§ WHAT THE EXERCISE ASKS:
Rewrite everything from the line containing "# Provide the mask of every instance of the forested" down to the end of the data, changing "forested hillside" to "wooded slope" and leaving all else as it is. Return only those lines.
---------- MATERIALS PROVIDED
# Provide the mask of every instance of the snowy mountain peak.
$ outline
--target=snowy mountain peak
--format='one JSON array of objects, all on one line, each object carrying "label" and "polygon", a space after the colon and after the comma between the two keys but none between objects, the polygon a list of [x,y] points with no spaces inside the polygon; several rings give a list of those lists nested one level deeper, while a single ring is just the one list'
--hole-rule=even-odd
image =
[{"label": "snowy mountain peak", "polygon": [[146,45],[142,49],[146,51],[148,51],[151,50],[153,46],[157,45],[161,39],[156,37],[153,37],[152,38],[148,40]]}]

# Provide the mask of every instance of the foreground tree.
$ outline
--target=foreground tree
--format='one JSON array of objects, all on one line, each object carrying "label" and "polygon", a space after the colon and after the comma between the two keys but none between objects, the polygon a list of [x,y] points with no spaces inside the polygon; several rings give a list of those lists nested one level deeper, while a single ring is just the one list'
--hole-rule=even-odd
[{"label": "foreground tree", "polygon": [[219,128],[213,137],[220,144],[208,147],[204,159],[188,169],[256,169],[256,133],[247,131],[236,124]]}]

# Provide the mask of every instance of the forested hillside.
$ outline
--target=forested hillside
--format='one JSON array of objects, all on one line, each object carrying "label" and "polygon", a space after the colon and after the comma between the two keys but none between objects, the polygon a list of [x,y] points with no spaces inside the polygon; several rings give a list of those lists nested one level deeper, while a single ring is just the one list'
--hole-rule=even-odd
--------------------
§ EXERCISE SOLUTION:
# Provide the mask of every instance of the wooded slope.
$ outline
--target=wooded slope
--format='one JSON array of objects, all on one line, each object carrying "label" and "polygon", a space after the colon and after the comma between the two keys but none between objects, the polygon a list of [x,y] points with no spaces inside the polygon; several rings give a list of those lists nested one level deeper, while a single ring is just the one list'
--hole-rule=even-odd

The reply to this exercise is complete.